◆ TASK OBJECTIVE
Once the line with "Provide one point per instance of the dirt" is found in the entries below, print it and each following line exactly, stopping after the line with "Provide one point per instance of the orange"; print nothing else.

+--

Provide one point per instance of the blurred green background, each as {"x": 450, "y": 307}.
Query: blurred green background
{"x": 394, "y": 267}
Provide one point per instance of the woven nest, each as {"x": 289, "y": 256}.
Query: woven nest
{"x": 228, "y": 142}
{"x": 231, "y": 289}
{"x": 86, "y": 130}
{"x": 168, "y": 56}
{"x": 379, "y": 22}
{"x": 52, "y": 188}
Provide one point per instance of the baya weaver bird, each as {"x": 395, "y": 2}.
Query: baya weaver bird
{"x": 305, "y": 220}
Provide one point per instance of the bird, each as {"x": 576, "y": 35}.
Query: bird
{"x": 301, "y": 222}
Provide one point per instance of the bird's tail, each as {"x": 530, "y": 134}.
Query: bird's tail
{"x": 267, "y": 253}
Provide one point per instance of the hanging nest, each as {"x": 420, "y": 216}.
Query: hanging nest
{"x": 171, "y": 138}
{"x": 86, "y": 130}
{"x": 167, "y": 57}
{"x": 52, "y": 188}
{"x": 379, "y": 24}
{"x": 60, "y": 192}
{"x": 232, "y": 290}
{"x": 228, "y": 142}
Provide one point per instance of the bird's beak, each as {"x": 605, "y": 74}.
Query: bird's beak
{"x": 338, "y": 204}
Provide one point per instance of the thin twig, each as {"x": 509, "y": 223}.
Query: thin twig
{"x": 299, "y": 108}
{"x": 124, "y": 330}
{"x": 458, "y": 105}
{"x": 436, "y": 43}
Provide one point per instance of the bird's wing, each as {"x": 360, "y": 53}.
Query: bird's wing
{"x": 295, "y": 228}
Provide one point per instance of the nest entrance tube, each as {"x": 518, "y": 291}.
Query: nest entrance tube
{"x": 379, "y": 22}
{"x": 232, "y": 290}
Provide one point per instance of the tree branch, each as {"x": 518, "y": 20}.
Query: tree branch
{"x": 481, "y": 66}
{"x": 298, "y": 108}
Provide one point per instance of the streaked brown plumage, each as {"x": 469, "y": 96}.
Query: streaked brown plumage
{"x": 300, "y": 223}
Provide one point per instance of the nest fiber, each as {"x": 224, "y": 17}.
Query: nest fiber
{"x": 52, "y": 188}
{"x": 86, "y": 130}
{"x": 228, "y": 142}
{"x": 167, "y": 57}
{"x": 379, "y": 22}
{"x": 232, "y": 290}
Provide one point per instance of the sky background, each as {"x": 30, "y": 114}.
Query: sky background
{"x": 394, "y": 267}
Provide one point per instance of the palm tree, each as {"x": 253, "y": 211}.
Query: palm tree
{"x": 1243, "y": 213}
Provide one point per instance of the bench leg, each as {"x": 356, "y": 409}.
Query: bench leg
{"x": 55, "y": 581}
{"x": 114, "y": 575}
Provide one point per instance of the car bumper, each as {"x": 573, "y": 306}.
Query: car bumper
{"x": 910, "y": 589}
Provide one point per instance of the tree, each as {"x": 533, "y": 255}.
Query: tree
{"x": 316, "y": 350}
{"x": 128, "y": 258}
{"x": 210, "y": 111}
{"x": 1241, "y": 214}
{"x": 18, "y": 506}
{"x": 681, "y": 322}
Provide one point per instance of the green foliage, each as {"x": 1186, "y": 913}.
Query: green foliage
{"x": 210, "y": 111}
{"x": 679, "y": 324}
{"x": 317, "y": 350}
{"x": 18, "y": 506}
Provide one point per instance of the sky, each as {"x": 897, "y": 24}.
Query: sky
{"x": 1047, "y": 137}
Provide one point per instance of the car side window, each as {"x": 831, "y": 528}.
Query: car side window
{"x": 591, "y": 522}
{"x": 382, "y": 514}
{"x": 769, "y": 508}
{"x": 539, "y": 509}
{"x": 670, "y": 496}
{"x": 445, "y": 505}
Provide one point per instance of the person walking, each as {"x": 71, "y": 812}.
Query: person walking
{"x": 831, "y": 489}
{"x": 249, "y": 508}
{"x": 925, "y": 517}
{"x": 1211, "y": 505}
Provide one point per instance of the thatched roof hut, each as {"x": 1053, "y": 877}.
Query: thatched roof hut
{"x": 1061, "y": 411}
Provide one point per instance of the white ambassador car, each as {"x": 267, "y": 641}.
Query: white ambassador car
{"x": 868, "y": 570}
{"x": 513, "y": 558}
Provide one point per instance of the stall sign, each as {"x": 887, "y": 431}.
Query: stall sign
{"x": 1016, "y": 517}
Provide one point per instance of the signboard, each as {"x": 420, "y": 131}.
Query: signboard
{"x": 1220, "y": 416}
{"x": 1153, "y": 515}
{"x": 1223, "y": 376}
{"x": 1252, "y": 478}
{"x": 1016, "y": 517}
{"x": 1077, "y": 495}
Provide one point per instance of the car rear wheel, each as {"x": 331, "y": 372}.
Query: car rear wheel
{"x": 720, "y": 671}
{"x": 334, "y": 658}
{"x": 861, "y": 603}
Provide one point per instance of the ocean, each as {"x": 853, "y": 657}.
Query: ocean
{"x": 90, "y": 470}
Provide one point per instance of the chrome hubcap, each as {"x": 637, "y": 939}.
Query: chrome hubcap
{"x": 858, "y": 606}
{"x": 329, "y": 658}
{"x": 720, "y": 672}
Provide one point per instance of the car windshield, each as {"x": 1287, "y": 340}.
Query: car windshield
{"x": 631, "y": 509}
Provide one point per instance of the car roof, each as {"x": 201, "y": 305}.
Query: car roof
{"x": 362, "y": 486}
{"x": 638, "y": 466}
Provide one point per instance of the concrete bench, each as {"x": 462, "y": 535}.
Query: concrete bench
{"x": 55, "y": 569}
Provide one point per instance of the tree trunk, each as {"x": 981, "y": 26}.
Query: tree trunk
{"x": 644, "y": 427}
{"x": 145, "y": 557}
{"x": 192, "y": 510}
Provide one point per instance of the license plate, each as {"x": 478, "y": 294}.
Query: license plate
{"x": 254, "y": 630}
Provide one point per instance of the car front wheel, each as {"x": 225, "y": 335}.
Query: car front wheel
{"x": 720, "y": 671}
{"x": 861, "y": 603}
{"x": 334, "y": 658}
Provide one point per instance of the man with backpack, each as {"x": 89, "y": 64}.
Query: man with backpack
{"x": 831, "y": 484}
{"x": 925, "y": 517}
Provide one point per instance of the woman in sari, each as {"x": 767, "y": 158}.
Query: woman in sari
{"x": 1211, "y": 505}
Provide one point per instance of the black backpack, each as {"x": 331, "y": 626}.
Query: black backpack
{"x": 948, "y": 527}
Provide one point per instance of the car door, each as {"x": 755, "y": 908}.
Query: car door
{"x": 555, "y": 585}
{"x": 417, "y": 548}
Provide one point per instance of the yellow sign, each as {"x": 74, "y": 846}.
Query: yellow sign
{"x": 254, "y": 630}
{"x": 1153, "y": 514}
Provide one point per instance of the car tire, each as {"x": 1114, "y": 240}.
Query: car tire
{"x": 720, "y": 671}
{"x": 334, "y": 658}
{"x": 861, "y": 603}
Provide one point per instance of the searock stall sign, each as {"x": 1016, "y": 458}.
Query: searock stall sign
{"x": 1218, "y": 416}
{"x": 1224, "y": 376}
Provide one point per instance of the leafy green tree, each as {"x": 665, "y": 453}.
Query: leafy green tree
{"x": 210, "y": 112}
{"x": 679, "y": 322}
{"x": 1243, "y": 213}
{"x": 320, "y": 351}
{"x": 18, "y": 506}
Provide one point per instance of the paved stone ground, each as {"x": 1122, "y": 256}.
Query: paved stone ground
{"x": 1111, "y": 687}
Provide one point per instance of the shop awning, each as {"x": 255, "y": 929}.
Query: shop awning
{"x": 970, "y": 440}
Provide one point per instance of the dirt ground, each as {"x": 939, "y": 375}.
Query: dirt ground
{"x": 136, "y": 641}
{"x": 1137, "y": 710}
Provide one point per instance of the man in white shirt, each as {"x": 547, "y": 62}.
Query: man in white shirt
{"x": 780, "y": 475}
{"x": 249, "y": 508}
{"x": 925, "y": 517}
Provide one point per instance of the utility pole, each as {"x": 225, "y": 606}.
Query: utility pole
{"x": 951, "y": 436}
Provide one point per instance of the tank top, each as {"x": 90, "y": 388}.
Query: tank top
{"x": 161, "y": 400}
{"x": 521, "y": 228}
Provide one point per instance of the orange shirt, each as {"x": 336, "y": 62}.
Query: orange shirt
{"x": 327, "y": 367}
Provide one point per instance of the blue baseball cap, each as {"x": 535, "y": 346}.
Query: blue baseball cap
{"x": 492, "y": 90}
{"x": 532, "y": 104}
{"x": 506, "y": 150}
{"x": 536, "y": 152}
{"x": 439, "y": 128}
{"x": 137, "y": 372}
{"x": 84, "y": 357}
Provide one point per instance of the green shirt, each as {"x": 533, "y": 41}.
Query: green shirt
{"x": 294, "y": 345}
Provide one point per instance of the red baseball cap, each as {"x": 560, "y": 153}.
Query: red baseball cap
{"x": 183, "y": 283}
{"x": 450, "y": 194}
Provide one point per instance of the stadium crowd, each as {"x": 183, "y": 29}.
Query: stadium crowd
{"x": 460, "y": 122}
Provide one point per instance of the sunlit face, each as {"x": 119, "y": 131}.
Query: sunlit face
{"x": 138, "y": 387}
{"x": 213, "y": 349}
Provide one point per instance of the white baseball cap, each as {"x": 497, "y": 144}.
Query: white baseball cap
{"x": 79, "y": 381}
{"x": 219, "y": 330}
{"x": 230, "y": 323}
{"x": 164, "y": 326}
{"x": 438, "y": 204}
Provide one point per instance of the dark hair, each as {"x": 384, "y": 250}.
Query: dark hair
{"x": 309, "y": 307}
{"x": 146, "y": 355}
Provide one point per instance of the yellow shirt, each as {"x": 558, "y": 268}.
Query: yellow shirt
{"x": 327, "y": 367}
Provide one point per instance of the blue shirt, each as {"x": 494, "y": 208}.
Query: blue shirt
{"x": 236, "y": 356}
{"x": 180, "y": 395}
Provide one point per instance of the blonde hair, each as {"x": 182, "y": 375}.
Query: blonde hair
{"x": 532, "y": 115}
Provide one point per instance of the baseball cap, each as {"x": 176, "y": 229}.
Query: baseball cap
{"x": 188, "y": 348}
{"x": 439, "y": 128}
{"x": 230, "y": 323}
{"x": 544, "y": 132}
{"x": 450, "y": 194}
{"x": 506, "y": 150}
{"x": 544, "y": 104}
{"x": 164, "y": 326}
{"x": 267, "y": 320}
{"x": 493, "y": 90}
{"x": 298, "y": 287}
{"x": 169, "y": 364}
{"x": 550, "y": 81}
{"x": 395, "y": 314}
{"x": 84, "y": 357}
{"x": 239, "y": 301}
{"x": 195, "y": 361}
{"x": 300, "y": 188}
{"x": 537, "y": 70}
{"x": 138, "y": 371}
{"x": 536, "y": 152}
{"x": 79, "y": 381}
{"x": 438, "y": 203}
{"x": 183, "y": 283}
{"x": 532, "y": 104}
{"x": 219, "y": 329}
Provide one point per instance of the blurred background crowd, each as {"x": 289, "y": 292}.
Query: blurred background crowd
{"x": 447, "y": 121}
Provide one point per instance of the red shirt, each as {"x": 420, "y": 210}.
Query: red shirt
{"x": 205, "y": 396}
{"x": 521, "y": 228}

+--

◆ RESPONSE TO THE EXERCISE
Provide one point per instance of the dirt ground, each as {"x": 939, "y": 375}.
Query: dirt ground
{"x": 136, "y": 641}
{"x": 1137, "y": 710}
Provide one point per instance of the man in white shirt, each as {"x": 547, "y": 62}.
Query: man in white shirt
{"x": 780, "y": 475}
{"x": 249, "y": 508}
{"x": 925, "y": 517}
Provide one point per instance of the utility pole, each as {"x": 225, "y": 606}.
Query: utility pole
{"x": 951, "y": 436}
Provide one point per instance of the tank top, each as {"x": 90, "y": 388}.
Query: tank top
{"x": 161, "y": 400}
{"x": 521, "y": 228}
Provide one point per instance of the orange shirt, each as {"x": 336, "y": 62}.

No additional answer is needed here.